(Data excerpts)
━━━━━━━━━━━━━━━━━━━━

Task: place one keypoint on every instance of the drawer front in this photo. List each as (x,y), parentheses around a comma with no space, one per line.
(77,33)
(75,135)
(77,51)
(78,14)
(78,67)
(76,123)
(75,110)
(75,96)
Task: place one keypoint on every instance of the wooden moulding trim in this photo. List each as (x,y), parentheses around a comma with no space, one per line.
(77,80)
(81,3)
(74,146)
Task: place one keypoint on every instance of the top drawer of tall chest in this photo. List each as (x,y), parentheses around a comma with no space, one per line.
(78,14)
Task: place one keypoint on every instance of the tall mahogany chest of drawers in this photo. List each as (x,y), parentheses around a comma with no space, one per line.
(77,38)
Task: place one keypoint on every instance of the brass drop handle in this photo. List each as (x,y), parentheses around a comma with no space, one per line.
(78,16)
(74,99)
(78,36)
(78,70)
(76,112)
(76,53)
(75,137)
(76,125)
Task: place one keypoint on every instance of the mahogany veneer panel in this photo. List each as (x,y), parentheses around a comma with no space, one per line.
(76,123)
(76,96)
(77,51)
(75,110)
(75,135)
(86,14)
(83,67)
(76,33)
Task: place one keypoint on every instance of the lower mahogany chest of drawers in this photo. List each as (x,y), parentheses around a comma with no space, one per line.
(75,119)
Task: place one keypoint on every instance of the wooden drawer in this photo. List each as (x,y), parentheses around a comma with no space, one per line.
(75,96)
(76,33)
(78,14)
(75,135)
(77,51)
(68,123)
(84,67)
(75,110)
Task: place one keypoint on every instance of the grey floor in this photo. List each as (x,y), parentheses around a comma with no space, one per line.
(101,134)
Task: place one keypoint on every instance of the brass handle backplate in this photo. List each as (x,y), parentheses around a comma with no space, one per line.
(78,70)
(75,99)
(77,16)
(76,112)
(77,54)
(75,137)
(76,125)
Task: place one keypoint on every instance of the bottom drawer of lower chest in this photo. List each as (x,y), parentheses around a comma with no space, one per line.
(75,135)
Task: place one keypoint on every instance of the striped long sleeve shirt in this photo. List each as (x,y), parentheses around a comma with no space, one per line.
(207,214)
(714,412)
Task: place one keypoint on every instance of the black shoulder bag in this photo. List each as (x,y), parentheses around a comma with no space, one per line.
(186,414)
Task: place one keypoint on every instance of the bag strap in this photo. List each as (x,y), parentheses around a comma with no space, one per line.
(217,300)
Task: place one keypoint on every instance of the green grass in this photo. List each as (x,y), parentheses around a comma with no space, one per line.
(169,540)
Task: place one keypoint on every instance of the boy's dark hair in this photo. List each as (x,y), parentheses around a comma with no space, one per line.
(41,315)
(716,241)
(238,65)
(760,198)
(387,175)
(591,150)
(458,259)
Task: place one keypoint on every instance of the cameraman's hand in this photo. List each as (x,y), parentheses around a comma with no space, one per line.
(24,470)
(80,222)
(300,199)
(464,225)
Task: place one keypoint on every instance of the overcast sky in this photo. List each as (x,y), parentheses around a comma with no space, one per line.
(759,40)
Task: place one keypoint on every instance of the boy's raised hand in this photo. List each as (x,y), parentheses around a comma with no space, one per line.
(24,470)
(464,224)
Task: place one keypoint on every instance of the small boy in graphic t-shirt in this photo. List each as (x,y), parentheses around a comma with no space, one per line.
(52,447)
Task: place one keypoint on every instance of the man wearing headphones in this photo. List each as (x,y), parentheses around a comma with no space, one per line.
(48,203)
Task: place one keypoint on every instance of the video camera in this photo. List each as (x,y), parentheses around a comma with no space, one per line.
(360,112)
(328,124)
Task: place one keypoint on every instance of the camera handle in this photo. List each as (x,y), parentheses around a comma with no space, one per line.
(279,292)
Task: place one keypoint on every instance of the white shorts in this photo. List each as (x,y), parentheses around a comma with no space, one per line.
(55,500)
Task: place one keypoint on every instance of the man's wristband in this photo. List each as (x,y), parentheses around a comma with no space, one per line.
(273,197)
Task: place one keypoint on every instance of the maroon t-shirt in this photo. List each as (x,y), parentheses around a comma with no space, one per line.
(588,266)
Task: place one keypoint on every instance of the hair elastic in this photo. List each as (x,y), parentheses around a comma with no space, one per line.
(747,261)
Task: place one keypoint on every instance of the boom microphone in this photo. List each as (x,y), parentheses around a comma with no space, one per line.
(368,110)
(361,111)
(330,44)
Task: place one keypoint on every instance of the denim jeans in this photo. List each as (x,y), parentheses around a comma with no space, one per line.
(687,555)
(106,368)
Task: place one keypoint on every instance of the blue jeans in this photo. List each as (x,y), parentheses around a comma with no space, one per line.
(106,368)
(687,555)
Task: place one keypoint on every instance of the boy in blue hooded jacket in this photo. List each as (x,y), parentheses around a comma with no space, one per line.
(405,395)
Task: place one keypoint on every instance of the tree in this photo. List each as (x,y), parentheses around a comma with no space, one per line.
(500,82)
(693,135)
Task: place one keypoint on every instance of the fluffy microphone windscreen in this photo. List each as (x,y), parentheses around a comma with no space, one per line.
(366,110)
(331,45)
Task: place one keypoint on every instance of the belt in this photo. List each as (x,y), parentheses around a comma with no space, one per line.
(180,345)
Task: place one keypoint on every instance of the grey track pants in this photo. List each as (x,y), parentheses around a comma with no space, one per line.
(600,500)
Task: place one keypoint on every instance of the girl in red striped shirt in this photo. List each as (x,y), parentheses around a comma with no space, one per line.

━━━━━━━━━━━━━━━━━━━━

Exercise prompt
All entries given above are to be printed again exactly.

Output of the exercise
Task: place one keypoint on every instance of the drawer front in this photo. List each as (x,y), parentheses around a comma with no space, one per line.
(77,33)
(75,135)
(77,51)
(78,14)
(78,67)
(76,123)
(75,110)
(75,96)
Task: place one keypoint on every instance of the wooden moulding trim in this photo. List each as (x,y), parentheses around a comma with no space, one per line.
(77,80)
(81,3)
(74,146)
Task: place one keypoint on every instance of the top drawer of tall chest in this photo. List each as (x,y), parentheses around a comma with no space, one per line.
(78,14)
Task: place one keypoint on every instance of the tall mahogany chest of drawers in this photo. List each as (x,y), parentheses around a comma with no space, one per line.
(77,38)
Task: place one keypoint on every instance of the brass drop handle in this photo. List each as (x,y), parentheses around a comma with no space, one per line.
(78,16)
(74,99)
(78,36)
(78,70)
(76,112)
(76,53)
(75,137)
(76,125)
Task: place one keypoint on every instance of the mahogany veneer panel in this photo. List each as (x,y), parentheses around a comma with no space, one per line.
(76,123)
(76,96)
(77,51)
(75,110)
(75,135)
(86,14)
(83,67)
(76,33)
Task: place one keypoint on every instance of the lower mahogany chest of drawers in this photo. List each as (x,y), parentheses around a comma with no space, one per line.
(75,119)
Task: place one keypoint on every instance of the wooden drawer in this photo. List each as (x,y), parentheses around a comma with no space, one per line.
(75,96)
(76,33)
(78,14)
(75,135)
(77,51)
(68,123)
(84,67)
(75,110)
Task: place one keypoint on every instance of the grey floor in this photo. List each as (x,y), parentheses around a comma with no space, one per line.
(101,134)
Task: place one keypoint on every instance of the brass handle backplate in this photo. List each as (x,y), parentheses around a comma with no space, one per line.
(78,70)
(75,99)
(77,16)
(76,112)
(77,54)
(75,137)
(76,125)
Task: place one keypoint on every instance of the bottom drawer of lower chest in this photo. List each as (x,y), parentheses around a comma with no space, one per line.
(75,135)
Task: place one keypoint on every instance of the striped long sleeve shirt in this photo. List each as (x,y), parentheses around a comma with no space, one per line.
(207,214)
(714,412)
Task: place one keypoint on every instance of the black shoulder bag in this photo. List each as (x,y), parentheses around a comma with no space, one per line.
(186,414)
Task: place one keypoint on every instance of the bag strap in this photo. List each as (x,y), parentheses around a comma with no space, one per line.
(217,300)
Task: place one keypoint on every instance of the green grass in this photo. List each as (x,y), parentheses around a comma with no space, one per line.
(169,540)
Task: place one keypoint on every instance of the boy's dark hair in this photo. List each as (x,y), parentheses around a comma with no space, one per line.
(41,315)
(716,241)
(238,65)
(760,198)
(387,175)
(591,150)
(458,259)
Task: place one keypoint on every instance of the cameraman's hand in this photo. List each as (x,y), parentheses around a comma with no space, one per line.
(24,470)
(80,222)
(300,199)
(464,225)
Task: place one keypoint on every instance of the overcast sky in this photo. List each as (x,y), parentheses around a comma with no space, one per line.
(759,40)
Task: place one keypoint on every instance of the boy's raised hand in this photo. List each as (x,y), parentheses around a comma with no space, one per line.
(24,470)
(464,224)
Task: place one keypoint on every instance of the small boy in graphic t-shirt in this photo. List each as (x,y), parentheses around a comma with no space, one per line.
(52,447)
Task: place one keypoint on every instance of the man wearing headphones in this photo. List each as (x,y), parentheses around a comma with no space, one per line.
(48,203)
Task: place one keypoint on every instance of the video camera in this photo. List each as (x,y), parentheses around a comma with no space, one per line.
(360,112)
(328,124)
Task: place one keypoint on every instance of the camera handle in this photo. List each as (x,y), parentheses around a comma with no space, one per line.
(279,292)
Task: place one keypoint on every instance of the white shorts in this photo. List each as (x,y), parentheses around a comma with no space, one per line.
(55,500)
Task: place one keypoint on every instance of the man's wristband in this photo. List each as (x,y), parentheses around a comma with no space, one per line.
(273,197)
Task: place one keypoint on every instance of the maroon t-shirt in this photo. List each as (x,y), parentheses around a comma with no space, one per line.
(588,266)
Task: place one keypoint on every instance of the hair elastic in this photo. List each as (x,y), parentheses around a comma with no space, one per line.
(747,261)
Task: place one keypoint on every instance of the boom microphone in this photo. List each as (x,y), parentheses around a comma with no space, one per line.
(368,110)
(361,111)
(330,44)
Task: place one keypoint on every instance of the denim jeans in this photo. List each as (x,y), parentheses around a comma with no space, one per line.
(687,555)
(106,368)
Task: place one keypoint on every instance of the blue jeans in this photo. List each as (x,y), parentheses around a comma with no space, one per line.
(106,368)
(687,555)
Task: place one keypoint on every instance of the boy in blue hooded jacket in this photo. List each as (x,y), parentheses around a comma with no space, one per line.
(405,395)
Task: place one keypoint on every instance of the tree in this photo. List each as (x,y), parentheses around a comma with no space, one per line.
(500,82)
(693,135)
Task: place one keypoint on every instance of the fluffy microphone windscreen in this photo. List each as (x,y), parentheses around a comma with no space, one per line.
(366,110)
(331,45)
Task: place one keypoint on every instance of the belt in this photo. List each as (x,y), parentheses around a comma with no space, one per line.
(180,345)
Task: place one keypoint on every instance of the grey track pants in this photo. List each as (x,y), parentheses around a comma with no space, one per line.
(600,500)
Task: place one keypoint on every instance of the girl in red striped shirt in this photo. List each as (x,y), parentheses around a comma with no space, one per line.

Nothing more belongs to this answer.